Stated exercise:
Turn the item lines below, from the line containing "Put a dot on every instance of the tree foliage, giving" through the last line of the items, inclusive, into a JSON list of strings with one string per line. Leave out any blank lines.

Task input:
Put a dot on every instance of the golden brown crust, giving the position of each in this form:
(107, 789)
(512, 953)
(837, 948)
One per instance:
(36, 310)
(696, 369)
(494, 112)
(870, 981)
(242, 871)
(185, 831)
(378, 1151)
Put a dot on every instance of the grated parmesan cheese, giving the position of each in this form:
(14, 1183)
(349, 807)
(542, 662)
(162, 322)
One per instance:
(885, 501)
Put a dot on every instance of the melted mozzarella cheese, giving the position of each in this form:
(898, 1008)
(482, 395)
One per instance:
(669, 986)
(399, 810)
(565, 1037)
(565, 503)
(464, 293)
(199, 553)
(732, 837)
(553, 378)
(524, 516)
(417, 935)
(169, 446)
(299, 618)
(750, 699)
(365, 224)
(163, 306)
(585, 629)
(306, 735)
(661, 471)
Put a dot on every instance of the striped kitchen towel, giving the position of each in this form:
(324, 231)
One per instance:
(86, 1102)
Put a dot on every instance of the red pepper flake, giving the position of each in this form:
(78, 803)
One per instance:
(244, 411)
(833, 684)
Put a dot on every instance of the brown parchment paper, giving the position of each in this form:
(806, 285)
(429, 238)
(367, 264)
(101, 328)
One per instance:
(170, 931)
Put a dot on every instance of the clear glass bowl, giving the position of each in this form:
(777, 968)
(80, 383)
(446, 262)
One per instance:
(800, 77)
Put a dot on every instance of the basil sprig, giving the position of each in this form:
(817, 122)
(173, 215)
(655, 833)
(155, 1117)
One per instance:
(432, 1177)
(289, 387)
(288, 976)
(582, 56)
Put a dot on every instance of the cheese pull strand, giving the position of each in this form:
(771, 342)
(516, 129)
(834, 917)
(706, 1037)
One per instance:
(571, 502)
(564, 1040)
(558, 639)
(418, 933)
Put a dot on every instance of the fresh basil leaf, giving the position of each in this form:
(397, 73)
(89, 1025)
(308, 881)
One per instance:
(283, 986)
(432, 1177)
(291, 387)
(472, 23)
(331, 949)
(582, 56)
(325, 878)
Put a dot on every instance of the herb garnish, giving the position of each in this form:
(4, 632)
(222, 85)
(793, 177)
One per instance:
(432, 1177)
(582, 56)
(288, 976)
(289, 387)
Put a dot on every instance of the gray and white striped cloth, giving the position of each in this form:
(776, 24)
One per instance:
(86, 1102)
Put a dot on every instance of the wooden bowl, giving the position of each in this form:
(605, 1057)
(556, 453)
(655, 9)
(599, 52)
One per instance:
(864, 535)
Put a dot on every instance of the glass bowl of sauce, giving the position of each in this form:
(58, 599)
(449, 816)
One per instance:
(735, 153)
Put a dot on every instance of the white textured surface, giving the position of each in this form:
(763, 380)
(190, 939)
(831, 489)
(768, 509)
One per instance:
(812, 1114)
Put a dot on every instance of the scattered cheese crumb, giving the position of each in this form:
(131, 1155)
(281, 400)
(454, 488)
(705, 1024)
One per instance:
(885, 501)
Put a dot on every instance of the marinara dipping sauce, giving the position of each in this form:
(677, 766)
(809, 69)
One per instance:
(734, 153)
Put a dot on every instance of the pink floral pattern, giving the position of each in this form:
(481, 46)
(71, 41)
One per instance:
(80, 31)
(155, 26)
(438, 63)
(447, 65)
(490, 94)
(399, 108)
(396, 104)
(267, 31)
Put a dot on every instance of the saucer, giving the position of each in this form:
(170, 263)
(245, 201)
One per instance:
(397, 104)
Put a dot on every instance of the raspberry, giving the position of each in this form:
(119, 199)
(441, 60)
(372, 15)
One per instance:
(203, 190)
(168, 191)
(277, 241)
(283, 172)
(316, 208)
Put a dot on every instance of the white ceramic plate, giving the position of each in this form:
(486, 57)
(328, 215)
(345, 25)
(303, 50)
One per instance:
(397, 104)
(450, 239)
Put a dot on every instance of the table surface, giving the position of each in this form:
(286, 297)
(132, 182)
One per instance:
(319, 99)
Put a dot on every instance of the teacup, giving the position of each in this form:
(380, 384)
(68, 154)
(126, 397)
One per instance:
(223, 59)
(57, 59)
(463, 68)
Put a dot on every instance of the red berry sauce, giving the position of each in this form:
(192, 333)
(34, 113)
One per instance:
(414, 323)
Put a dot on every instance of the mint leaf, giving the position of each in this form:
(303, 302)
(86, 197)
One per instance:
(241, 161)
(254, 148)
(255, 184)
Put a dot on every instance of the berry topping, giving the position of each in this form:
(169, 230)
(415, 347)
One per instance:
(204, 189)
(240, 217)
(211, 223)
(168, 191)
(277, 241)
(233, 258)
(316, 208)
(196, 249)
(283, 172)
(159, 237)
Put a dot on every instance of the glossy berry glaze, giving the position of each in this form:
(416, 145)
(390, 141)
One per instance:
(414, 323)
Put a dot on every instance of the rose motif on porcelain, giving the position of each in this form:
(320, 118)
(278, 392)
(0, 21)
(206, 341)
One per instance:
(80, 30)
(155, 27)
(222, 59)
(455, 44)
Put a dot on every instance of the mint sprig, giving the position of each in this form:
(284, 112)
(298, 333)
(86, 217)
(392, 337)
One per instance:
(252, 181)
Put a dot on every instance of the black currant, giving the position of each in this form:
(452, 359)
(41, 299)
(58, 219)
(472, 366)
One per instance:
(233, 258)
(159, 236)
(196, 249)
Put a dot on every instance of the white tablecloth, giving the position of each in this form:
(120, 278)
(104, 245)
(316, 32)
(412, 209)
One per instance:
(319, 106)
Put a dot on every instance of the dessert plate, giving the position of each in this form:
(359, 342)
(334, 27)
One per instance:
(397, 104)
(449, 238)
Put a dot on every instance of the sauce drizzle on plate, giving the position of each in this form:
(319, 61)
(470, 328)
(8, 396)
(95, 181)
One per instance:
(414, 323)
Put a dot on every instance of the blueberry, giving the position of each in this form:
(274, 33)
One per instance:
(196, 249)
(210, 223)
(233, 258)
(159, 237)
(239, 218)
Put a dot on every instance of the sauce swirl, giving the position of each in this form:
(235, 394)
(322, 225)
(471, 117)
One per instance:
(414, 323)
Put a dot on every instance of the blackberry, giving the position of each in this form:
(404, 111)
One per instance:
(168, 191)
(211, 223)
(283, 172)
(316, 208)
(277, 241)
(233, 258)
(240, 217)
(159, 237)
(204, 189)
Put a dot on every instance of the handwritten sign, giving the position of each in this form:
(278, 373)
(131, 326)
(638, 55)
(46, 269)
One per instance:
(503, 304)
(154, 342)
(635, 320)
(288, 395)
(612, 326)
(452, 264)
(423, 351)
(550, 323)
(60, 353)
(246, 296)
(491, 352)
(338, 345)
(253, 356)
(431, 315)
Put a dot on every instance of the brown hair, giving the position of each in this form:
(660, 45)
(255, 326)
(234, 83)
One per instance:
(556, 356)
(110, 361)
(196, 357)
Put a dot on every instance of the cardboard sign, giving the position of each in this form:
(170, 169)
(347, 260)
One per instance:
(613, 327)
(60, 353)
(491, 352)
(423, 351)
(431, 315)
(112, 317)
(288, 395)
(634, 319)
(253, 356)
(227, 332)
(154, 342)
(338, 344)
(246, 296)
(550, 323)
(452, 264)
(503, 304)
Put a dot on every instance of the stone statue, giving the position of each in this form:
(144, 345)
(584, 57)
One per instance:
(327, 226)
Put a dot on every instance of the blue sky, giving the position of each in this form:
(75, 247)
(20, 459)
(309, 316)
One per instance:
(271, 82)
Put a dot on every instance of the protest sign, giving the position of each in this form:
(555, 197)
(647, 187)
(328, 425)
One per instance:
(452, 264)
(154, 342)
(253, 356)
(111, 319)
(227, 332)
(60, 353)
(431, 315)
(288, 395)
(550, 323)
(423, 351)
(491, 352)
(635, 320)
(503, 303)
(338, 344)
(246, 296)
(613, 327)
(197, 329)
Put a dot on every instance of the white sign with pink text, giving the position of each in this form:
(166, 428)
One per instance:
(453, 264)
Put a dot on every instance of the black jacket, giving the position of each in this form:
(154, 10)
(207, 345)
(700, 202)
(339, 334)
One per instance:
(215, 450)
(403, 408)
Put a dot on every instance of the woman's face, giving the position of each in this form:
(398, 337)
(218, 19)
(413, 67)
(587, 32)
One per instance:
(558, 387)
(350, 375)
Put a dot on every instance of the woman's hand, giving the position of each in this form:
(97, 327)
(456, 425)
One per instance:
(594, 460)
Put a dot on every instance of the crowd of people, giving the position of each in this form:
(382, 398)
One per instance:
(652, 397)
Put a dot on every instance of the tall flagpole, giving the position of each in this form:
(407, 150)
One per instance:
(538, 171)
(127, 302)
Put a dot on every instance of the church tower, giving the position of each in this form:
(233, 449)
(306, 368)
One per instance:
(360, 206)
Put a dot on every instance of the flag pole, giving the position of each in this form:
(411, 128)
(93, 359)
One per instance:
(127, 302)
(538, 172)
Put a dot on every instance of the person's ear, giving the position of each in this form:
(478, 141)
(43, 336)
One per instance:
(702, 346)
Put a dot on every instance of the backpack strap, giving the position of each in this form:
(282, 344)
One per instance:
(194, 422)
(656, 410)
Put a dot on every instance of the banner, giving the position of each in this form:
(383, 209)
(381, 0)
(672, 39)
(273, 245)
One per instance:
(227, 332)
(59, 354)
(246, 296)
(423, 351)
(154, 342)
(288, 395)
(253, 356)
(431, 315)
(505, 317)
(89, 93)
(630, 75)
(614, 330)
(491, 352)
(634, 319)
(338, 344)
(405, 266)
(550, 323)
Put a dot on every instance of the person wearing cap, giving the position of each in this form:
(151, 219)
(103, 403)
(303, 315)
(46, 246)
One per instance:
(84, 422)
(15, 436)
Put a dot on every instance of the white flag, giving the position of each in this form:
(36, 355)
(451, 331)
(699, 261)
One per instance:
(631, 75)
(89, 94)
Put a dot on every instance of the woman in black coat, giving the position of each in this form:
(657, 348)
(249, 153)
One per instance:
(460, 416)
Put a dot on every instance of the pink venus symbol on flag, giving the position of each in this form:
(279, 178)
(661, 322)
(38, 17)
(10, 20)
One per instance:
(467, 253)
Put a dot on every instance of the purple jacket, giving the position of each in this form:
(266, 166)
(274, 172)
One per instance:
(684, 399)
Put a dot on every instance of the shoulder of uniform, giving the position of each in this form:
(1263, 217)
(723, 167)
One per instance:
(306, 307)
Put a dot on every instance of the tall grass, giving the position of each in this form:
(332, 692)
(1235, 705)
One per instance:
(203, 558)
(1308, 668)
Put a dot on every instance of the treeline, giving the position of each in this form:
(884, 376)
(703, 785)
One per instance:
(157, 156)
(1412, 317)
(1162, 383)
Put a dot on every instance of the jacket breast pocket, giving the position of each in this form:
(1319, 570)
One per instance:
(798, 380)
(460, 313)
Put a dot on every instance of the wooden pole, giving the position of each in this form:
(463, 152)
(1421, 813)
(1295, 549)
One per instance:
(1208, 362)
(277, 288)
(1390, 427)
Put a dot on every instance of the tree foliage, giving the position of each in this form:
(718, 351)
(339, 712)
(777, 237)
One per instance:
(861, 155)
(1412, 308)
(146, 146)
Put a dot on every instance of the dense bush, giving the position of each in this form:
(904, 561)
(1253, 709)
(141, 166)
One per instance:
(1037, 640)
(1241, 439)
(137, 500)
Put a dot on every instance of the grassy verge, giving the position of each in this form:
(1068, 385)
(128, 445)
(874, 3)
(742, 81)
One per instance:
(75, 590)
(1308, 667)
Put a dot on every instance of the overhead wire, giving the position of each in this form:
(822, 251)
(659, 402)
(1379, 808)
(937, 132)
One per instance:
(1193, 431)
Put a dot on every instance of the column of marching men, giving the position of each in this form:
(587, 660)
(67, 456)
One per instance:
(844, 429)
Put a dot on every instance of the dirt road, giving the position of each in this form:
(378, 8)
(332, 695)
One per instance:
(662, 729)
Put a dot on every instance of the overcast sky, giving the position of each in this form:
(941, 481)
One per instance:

Reply:
[
  "Put a dot on every instance of the tree foliage, giving the position of each in this form:",
  "(718, 351)",
  "(339, 712)",
  "(777, 237)",
  "One per instance:",
  "(861, 155)",
  "(1412, 308)",
  "(146, 146)",
  "Put a dot on every instance of the dense bush, giving the position of each in this form:",
  "(904, 561)",
  "(1253, 709)",
  "(141, 166)",
  "One per instance:",
  "(1037, 640)",
  "(1241, 439)",
  "(137, 500)",
  "Put a dot on every instance of the grassy verge, giving the position of each in this form:",
  "(1068, 385)",
  "(128, 445)",
  "(874, 3)",
  "(742, 81)",
  "One per instance:",
  "(75, 590)",
  "(1308, 667)",
  "Put a dot on every instance of the overhead wire, giving the position of each in this form:",
  "(822, 251)",
  "(659, 402)",
  "(1379, 808)",
  "(937, 132)",
  "One per instance:",
  "(1193, 431)",
  "Put a dot on every instance of the column of marching men, giving the position of each in this form:",
  "(587, 660)",
  "(67, 456)",
  "One per instance:",
  "(844, 429)",
  "Put a dot on every instance of the dirt road, giving the position of each in this form:",
  "(378, 8)",
  "(332, 695)",
  "One per instance:",
  "(662, 729)",
  "Put a dot on every instance of the overcast sky, giving the position of each in this form:",
  "(941, 481)",
  "One per instance:"
]